:: READING TEXT ::

Growing up in New England, Whiston didn’t try playing between the pipes until his junior year of high school when he transferred from a Catholic school to a public school.
“I could skate like mad, though,” Whiston says of his time as a player.
His father and uncle had both played goaltender – and a future son would eventually play at Harvard University – so it was only fitting that Whiston continued in net. He might be best known for being the first college netminder to don a facemask.
“I guess I had the genes. The position came very easily to me,” said Whiston, who eventually worked in investment banking for 40 years following the Olympics.
The recent Massachusetts Hockey Hall of Fame inductee doesn’t play much anymore but stays connected to the game by following his young grandson who plays in Colorado. He’ll also be releasing a book soon, focused on his Olympic experience overseas. Even after shoulder- and hip- replacement surgeries and two major back operations, Whiston still works out every day with his two personal trainers and makes time for a weekly appointment with a masseuse.
Like Whiston, Sedin also endured hip surgery, about three months ago, which now results in regular physical therapy sessions.
After participating in the Olympic Games, Sedin contemplated juggling hockey and graduate school at the Massachusetts Institute of Technology, but after more deliberation, he opted for the California Institute of Technology instead.
“I thought that, ‘God, if I go out and start playing semi-pro hockey or professional hockey and try to go graduate school at MIT, I’m not going to make it.’ So I decided to go to Cal Tech,” said Sedin, who concentrated his time in business management and investments in the 1980s after an engineering career.
Pick-up hockey lasted until about 35, followed by a 10-year hiatus. Then came Sedin’s yearly participation in the Snoopy’s Senior World Hockey Tournament, an annual event created by Peanuts cartoonist Charles Schultz for players 40 and up. The 84-year-old Sedin finally stopped playing six years ago, but attempted a comeback on the ice last winter. Despite a strong passion for the game, sometimes the body can’t do what it once did, as the current Sun Valley, Idaho, resident discovered.
“It was just too discouraging,” Sedin said. “I just couldn’t do what I thought I should have been able to do. I may be done now.”

:::

◆ **TASK A**:
Copy out the part of the hockey text starting at "His father and" and ending at "with a masseuse.".
◆ **TASK B**:
Condense the paragraph of the hockey text that begins "Pick-up hockey lasted until about 35" into a short bulleted list that keeps its main facts.

:: DATA SHOWN ::

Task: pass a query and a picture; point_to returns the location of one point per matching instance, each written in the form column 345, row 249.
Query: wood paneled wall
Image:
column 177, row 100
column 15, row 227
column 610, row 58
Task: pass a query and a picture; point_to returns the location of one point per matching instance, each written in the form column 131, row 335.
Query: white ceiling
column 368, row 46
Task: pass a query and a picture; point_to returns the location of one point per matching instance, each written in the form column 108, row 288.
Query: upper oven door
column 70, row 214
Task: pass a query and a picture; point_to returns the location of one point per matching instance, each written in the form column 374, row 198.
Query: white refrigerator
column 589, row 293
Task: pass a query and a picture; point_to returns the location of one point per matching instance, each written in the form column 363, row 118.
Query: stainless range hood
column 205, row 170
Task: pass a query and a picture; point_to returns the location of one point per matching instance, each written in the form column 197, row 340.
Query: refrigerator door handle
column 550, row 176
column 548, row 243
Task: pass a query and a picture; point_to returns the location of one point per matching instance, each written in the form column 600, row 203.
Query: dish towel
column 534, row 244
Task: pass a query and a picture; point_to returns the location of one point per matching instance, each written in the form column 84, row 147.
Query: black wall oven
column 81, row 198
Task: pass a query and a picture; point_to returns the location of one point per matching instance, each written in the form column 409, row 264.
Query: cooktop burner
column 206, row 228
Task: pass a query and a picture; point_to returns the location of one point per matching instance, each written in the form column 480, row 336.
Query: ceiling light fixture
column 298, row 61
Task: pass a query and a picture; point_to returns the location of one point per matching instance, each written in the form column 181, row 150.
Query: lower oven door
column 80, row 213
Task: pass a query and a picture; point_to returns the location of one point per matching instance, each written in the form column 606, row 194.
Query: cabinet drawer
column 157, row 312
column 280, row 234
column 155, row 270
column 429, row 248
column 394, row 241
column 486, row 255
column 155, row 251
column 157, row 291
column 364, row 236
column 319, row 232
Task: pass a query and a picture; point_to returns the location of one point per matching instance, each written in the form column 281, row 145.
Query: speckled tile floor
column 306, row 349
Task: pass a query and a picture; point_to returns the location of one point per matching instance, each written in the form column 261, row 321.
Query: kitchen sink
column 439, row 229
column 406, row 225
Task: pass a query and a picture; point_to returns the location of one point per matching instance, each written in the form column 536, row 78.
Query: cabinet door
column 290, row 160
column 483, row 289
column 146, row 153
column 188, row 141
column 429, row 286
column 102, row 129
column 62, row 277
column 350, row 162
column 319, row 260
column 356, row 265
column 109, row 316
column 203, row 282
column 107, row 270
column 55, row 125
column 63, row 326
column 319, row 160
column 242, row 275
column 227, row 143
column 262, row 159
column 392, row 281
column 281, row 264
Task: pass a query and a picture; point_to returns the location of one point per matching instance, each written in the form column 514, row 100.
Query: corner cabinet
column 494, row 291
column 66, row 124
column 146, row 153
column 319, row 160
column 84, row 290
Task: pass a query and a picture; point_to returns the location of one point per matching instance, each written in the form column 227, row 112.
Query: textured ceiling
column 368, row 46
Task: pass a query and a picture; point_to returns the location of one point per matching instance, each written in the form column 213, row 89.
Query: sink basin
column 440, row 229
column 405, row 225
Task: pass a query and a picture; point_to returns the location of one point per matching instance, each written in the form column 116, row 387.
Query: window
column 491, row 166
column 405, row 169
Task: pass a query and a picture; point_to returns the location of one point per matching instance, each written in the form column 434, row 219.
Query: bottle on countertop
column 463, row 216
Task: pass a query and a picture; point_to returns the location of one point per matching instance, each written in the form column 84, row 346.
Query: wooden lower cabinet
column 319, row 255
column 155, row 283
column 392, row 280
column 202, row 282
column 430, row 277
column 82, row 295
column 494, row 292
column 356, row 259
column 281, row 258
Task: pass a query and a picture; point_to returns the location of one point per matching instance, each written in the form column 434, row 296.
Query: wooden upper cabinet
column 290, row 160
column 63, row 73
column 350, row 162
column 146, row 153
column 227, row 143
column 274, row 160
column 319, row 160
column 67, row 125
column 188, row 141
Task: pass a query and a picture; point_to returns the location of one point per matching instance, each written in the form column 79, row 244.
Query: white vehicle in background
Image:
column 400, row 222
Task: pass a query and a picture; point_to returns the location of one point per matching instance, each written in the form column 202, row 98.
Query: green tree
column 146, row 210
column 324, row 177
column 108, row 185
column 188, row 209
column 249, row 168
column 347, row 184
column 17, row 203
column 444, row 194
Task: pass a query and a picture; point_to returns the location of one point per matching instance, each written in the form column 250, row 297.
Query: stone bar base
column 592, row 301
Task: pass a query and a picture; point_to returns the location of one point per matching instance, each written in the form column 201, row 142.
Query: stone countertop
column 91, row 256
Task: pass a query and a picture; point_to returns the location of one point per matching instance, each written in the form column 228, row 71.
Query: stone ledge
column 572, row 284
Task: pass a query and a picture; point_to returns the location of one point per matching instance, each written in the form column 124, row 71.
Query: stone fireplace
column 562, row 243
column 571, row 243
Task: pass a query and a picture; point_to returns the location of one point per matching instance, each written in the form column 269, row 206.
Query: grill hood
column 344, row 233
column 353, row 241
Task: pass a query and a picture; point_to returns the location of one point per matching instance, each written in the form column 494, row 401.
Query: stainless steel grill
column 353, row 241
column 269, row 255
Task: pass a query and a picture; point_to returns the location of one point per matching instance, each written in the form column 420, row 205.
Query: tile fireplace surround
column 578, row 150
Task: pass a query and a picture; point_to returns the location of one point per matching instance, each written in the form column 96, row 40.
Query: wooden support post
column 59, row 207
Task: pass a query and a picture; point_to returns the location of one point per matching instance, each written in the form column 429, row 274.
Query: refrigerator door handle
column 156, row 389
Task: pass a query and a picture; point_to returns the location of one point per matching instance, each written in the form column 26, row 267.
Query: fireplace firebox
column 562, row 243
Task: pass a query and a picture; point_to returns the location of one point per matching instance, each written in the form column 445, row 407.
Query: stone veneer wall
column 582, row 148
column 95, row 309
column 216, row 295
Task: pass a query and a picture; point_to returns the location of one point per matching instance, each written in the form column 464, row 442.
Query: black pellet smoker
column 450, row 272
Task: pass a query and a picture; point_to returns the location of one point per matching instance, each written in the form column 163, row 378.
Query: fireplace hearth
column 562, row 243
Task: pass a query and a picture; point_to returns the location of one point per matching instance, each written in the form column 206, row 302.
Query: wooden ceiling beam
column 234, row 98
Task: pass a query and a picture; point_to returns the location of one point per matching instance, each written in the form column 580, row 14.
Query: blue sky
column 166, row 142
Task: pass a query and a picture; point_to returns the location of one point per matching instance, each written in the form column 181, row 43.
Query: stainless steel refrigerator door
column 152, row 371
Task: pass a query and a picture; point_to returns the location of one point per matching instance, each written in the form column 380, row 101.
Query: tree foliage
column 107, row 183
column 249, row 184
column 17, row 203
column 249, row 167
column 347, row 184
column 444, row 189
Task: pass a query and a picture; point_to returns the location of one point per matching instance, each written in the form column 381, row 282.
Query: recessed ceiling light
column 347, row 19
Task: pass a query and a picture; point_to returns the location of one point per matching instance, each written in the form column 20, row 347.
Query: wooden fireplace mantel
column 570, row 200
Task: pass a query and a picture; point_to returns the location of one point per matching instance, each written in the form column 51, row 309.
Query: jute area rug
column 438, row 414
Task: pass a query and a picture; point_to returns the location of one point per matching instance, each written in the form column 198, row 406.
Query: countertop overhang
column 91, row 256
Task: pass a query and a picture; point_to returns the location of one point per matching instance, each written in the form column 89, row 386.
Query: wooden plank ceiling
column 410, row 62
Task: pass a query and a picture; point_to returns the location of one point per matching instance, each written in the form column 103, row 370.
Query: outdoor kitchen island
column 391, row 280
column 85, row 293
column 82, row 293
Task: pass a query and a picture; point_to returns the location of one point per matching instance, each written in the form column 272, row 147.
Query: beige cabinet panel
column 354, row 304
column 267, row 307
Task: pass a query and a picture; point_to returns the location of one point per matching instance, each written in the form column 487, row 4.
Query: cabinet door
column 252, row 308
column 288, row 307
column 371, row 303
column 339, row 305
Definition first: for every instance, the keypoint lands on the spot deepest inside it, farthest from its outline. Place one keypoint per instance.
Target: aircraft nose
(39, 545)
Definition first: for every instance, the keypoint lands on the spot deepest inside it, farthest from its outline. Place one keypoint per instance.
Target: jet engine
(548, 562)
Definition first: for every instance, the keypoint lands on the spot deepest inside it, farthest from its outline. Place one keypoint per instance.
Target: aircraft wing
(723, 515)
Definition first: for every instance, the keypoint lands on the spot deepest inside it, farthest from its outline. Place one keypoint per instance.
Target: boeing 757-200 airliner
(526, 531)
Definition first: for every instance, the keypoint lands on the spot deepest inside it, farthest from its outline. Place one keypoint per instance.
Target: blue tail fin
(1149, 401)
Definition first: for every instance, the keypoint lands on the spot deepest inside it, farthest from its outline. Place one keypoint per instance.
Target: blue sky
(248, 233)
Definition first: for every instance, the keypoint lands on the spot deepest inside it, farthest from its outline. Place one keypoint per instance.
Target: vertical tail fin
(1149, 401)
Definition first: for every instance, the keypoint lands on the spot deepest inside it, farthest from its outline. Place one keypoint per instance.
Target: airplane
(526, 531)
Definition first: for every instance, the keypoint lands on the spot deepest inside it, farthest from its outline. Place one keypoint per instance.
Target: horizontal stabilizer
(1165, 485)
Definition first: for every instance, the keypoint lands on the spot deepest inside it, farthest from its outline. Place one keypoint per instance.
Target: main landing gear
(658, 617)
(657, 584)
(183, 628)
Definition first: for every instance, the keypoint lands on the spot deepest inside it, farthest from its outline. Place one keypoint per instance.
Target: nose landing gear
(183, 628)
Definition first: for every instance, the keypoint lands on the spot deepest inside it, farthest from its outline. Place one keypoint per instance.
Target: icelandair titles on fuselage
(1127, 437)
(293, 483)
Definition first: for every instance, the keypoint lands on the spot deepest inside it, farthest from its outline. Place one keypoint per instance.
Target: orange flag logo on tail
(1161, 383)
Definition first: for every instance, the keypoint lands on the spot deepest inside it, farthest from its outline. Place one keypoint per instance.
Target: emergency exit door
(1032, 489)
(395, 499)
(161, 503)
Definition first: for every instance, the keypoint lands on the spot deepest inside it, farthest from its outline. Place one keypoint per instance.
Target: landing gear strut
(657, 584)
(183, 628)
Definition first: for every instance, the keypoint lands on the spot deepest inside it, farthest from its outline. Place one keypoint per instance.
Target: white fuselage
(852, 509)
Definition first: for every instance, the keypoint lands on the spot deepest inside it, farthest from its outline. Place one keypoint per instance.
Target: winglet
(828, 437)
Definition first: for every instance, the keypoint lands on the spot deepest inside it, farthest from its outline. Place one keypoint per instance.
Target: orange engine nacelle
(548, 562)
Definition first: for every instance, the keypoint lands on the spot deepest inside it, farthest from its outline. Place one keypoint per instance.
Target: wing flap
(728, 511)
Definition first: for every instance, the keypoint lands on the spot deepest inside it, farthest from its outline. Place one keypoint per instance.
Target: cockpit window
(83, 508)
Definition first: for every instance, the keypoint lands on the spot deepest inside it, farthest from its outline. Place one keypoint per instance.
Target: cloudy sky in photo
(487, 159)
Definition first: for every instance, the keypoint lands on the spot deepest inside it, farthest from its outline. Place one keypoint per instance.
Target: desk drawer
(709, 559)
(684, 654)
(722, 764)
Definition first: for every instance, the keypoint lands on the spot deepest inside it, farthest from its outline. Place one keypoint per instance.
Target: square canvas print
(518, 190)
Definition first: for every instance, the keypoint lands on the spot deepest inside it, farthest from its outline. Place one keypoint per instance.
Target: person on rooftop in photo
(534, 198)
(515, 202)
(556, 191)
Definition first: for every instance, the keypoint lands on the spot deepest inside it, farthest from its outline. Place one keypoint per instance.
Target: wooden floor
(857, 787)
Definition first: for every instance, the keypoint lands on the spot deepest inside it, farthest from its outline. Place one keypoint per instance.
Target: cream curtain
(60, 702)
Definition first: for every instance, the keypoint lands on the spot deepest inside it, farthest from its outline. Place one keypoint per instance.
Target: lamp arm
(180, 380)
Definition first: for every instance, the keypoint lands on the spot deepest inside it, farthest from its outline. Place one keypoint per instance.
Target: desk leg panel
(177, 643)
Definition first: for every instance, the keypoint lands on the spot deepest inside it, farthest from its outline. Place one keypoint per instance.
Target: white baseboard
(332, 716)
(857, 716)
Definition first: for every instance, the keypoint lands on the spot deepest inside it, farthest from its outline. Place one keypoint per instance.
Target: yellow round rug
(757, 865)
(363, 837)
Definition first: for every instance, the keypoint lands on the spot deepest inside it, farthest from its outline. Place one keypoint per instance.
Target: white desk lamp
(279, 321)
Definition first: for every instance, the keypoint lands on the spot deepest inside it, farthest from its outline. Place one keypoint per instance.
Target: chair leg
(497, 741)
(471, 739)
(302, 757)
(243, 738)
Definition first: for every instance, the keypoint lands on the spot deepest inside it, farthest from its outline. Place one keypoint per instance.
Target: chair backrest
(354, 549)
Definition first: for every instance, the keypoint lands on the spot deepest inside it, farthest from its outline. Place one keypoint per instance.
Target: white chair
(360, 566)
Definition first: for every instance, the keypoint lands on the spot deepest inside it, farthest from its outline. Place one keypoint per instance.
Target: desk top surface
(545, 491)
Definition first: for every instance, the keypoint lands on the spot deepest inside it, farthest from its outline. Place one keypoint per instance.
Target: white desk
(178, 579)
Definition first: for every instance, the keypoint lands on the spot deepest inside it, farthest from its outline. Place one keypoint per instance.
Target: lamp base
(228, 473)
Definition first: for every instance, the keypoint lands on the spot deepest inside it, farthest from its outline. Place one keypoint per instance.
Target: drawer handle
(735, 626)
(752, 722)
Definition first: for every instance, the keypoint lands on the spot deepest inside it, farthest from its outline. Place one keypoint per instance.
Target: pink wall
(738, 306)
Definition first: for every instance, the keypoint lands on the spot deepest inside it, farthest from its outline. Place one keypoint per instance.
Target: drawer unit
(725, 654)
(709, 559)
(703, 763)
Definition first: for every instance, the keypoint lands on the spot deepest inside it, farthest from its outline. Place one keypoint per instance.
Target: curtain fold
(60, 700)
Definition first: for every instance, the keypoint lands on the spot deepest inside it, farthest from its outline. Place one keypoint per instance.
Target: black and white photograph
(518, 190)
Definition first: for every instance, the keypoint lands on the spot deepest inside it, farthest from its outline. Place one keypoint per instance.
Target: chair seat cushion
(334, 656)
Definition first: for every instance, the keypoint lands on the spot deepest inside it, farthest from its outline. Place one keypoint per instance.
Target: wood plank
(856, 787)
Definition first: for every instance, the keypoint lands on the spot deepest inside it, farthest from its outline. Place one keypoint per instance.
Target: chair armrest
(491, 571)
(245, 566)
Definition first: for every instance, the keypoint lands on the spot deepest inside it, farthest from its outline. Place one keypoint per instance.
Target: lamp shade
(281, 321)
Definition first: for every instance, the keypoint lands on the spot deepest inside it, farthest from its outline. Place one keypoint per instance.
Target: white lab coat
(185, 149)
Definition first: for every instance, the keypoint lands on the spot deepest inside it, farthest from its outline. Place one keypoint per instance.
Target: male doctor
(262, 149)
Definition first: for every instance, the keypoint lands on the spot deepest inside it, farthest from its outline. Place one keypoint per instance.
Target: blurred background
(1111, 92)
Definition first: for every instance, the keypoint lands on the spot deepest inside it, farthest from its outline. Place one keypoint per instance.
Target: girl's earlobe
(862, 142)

:::

◆ **RESULT A**:
His father and uncle had both played goaltender – and a future son would eventually play at Harvard University – so it was only fitting that Whiston continued in net. He might be best known for being the first college netminder to don a facemask.
“I guess I had the genes. The position came very easily to me,” said Whiston, who eventually worked in investment banking for 40 years following the Olympics.
The recent Massachusetts Hockey Hall of Fame inductee doesn’t play much anymore but stays connected to the game by following his young grandson who plays in Colorado. He’ll also be releasing a book soon, focused on his Olympic experience overseas. Even after shoulder- and hip- replacement surgeries and two major back operations, Whiston still works out every day with his two personal trainers and makes time for a weekly appointment with a masseuse.

◆ **RESULT B**:
- Sedin played pick-up hockey until about age 35, then took a 10-year break.
- He then took part each year in the Snoopy's Senior World Hockey Tournament, an annual event for players 40 and up created by Peanuts cartoonist Charles Schultz.
- Sedin, now 84, stopped playing six years ago but tried a comeback on the ice last winter.
- The Sun Valley, Idaho, resident found that his body could no longer do what it once did, despite his passion for the game.